Data listing:
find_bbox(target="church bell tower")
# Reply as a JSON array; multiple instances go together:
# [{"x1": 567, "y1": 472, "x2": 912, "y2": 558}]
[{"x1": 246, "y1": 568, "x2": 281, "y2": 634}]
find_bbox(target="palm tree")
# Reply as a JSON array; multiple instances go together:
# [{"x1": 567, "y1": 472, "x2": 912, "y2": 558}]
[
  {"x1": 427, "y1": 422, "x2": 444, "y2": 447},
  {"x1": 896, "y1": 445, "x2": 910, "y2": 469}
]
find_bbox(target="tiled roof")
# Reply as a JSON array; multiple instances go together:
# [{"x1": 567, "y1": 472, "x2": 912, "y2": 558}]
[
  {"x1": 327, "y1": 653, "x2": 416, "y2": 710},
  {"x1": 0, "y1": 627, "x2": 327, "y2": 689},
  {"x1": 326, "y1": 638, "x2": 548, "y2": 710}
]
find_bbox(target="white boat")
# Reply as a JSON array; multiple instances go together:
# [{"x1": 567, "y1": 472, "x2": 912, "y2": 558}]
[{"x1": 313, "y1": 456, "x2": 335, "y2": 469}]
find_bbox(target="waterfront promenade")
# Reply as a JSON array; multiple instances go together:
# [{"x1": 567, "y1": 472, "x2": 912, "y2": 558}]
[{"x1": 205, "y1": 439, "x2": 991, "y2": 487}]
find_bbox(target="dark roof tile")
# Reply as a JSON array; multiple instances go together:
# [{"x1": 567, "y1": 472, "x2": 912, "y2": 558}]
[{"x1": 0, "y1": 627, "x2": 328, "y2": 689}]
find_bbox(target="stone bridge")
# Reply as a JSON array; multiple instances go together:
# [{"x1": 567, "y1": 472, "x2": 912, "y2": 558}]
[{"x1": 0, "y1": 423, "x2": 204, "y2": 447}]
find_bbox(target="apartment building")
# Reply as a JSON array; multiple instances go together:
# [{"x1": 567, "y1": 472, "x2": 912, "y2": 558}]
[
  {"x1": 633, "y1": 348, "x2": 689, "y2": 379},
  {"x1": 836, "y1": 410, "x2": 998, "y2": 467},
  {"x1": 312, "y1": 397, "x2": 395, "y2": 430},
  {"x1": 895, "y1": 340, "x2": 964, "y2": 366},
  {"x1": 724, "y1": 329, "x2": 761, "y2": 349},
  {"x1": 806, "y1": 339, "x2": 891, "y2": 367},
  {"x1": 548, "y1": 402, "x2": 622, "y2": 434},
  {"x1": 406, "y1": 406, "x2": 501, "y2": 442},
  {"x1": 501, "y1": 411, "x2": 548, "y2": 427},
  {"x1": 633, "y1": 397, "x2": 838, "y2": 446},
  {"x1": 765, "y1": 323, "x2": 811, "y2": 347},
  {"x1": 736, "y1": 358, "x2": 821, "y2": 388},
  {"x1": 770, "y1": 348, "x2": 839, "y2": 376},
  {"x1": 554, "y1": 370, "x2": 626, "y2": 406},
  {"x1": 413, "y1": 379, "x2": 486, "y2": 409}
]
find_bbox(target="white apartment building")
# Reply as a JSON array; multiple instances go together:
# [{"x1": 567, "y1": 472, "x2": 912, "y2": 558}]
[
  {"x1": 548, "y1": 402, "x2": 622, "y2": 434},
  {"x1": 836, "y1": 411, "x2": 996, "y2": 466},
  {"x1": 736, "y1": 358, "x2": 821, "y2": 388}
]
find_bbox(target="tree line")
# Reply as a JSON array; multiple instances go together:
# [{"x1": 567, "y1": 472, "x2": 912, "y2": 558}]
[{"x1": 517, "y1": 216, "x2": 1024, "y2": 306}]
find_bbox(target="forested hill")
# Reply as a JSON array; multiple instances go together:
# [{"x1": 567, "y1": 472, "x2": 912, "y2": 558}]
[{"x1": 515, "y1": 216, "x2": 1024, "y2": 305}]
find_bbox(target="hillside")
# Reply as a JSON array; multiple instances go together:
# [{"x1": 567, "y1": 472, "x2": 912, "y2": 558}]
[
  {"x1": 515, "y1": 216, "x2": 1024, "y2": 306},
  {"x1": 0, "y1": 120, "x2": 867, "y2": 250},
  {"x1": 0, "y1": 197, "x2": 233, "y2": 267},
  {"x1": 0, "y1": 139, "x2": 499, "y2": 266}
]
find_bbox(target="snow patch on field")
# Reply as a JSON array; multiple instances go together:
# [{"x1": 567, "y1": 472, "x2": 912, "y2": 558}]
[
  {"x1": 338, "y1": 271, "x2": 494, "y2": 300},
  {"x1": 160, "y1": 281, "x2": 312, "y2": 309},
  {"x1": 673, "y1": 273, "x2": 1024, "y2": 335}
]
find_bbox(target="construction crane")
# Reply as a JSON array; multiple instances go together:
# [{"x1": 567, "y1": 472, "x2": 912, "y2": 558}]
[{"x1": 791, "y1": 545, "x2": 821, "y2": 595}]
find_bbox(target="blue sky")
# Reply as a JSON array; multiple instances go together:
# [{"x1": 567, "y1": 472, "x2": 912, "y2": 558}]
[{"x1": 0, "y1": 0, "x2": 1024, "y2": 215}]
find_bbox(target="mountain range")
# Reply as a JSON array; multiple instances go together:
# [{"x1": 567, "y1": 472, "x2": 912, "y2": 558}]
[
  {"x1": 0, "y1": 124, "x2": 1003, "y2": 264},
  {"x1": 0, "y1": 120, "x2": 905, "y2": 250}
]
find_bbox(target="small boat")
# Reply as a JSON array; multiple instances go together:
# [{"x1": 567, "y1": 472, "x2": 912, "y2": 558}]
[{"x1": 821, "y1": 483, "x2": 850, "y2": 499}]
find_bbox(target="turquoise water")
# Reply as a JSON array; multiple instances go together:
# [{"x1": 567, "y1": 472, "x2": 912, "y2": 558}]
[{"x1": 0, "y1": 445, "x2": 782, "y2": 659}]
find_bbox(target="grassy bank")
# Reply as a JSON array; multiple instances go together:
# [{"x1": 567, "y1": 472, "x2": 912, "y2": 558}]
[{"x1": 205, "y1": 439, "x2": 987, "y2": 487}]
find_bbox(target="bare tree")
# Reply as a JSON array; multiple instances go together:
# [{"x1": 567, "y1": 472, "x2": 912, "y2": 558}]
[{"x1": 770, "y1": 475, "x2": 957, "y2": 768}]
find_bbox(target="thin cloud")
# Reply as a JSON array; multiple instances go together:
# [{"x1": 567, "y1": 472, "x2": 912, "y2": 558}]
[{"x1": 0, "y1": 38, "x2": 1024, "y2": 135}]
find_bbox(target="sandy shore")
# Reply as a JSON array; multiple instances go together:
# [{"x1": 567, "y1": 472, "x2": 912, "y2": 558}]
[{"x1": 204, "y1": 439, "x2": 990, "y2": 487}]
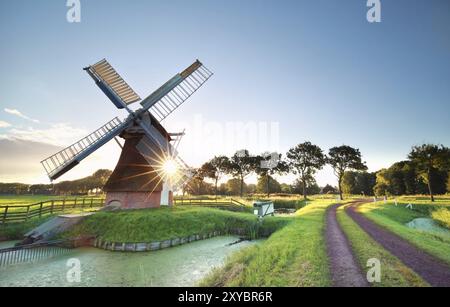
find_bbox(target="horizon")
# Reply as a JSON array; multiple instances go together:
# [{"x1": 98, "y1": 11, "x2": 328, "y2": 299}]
[{"x1": 0, "y1": 0, "x2": 450, "y2": 186}]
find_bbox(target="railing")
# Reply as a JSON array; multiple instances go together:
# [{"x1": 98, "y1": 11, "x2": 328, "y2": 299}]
[
  {"x1": 0, "y1": 240, "x2": 72, "y2": 268},
  {"x1": 174, "y1": 198, "x2": 249, "y2": 211},
  {"x1": 0, "y1": 197, "x2": 105, "y2": 224}
]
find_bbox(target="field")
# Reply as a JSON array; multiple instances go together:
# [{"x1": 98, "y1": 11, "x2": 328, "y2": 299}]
[
  {"x1": 60, "y1": 206, "x2": 291, "y2": 243},
  {"x1": 201, "y1": 198, "x2": 342, "y2": 287}
]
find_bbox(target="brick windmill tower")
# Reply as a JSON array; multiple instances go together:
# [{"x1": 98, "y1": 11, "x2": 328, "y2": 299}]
[{"x1": 41, "y1": 60, "x2": 213, "y2": 209}]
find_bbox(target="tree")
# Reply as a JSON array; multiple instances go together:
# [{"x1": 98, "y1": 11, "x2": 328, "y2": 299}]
[
  {"x1": 291, "y1": 176, "x2": 320, "y2": 195},
  {"x1": 200, "y1": 156, "x2": 230, "y2": 198},
  {"x1": 322, "y1": 184, "x2": 337, "y2": 194},
  {"x1": 227, "y1": 150, "x2": 257, "y2": 197},
  {"x1": 408, "y1": 144, "x2": 450, "y2": 202},
  {"x1": 256, "y1": 176, "x2": 281, "y2": 197},
  {"x1": 286, "y1": 142, "x2": 326, "y2": 200},
  {"x1": 342, "y1": 171, "x2": 376, "y2": 195},
  {"x1": 255, "y1": 153, "x2": 289, "y2": 197},
  {"x1": 327, "y1": 145, "x2": 367, "y2": 200},
  {"x1": 225, "y1": 178, "x2": 246, "y2": 195}
]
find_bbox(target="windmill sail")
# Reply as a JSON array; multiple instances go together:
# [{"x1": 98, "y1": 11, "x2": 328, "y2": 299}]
[
  {"x1": 141, "y1": 60, "x2": 213, "y2": 121},
  {"x1": 85, "y1": 59, "x2": 141, "y2": 109},
  {"x1": 41, "y1": 117, "x2": 129, "y2": 180}
]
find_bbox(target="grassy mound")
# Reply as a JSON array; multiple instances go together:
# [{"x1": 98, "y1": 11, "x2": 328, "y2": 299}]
[
  {"x1": 0, "y1": 217, "x2": 50, "y2": 241},
  {"x1": 201, "y1": 201, "x2": 331, "y2": 286},
  {"x1": 59, "y1": 206, "x2": 290, "y2": 243}
]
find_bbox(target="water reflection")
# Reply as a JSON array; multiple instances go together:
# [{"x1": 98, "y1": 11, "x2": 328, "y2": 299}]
[{"x1": 0, "y1": 236, "x2": 256, "y2": 287}]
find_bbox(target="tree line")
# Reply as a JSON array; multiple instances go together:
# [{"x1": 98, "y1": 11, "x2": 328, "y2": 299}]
[
  {"x1": 183, "y1": 142, "x2": 367, "y2": 199},
  {"x1": 0, "y1": 169, "x2": 112, "y2": 195},
  {"x1": 0, "y1": 142, "x2": 450, "y2": 201}
]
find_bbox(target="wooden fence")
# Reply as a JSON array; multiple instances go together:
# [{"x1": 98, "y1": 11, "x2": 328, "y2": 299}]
[
  {"x1": 0, "y1": 240, "x2": 76, "y2": 268},
  {"x1": 0, "y1": 197, "x2": 105, "y2": 224}
]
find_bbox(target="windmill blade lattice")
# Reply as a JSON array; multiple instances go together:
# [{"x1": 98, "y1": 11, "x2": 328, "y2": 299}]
[
  {"x1": 41, "y1": 117, "x2": 129, "y2": 180},
  {"x1": 141, "y1": 60, "x2": 213, "y2": 121}
]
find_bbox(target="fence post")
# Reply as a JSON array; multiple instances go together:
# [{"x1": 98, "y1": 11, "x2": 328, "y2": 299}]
[{"x1": 3, "y1": 206, "x2": 9, "y2": 224}]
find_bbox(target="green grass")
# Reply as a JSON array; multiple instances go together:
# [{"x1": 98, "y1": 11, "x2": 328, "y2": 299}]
[
  {"x1": 337, "y1": 207, "x2": 428, "y2": 287},
  {"x1": 176, "y1": 194, "x2": 336, "y2": 210},
  {"x1": 59, "y1": 206, "x2": 291, "y2": 243},
  {"x1": 358, "y1": 199, "x2": 450, "y2": 264},
  {"x1": 431, "y1": 208, "x2": 450, "y2": 229},
  {"x1": 0, "y1": 217, "x2": 50, "y2": 241},
  {"x1": 200, "y1": 200, "x2": 331, "y2": 287}
]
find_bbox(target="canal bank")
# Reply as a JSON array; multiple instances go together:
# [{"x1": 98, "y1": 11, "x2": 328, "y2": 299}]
[{"x1": 0, "y1": 236, "x2": 263, "y2": 287}]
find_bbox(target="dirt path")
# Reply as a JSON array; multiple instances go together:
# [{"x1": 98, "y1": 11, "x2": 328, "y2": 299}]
[
  {"x1": 326, "y1": 204, "x2": 369, "y2": 287},
  {"x1": 345, "y1": 202, "x2": 450, "y2": 287}
]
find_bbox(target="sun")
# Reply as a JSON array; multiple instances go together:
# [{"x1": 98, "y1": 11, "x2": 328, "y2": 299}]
[{"x1": 162, "y1": 159, "x2": 178, "y2": 177}]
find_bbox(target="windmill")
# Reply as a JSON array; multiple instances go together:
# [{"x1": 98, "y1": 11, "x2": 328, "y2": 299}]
[{"x1": 41, "y1": 59, "x2": 213, "y2": 209}]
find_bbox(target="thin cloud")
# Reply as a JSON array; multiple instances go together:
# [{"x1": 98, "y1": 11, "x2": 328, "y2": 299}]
[
  {"x1": 4, "y1": 108, "x2": 39, "y2": 123},
  {"x1": 0, "y1": 120, "x2": 11, "y2": 128},
  {"x1": 7, "y1": 123, "x2": 87, "y2": 146}
]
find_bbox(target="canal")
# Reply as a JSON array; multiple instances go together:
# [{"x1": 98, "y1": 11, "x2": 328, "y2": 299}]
[{"x1": 0, "y1": 236, "x2": 261, "y2": 287}]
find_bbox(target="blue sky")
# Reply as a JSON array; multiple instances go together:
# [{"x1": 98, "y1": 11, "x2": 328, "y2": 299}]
[{"x1": 0, "y1": 0, "x2": 450, "y2": 184}]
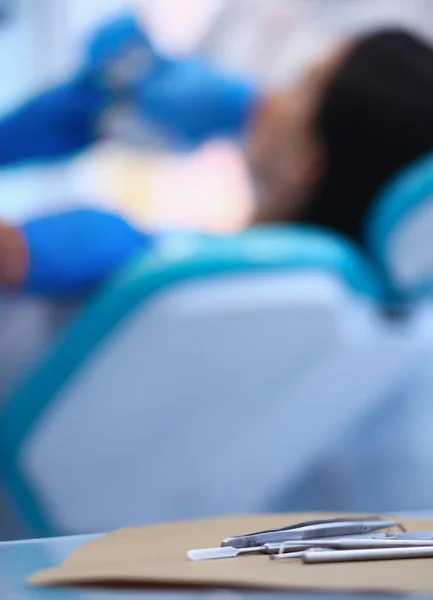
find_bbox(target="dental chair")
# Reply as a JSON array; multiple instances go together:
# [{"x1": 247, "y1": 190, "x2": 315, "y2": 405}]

What the task asks
Count the lines in the data above that contain the string "windmill", treating uppercase and lowercase letters as different, and reply with only the number.

Finished answer
4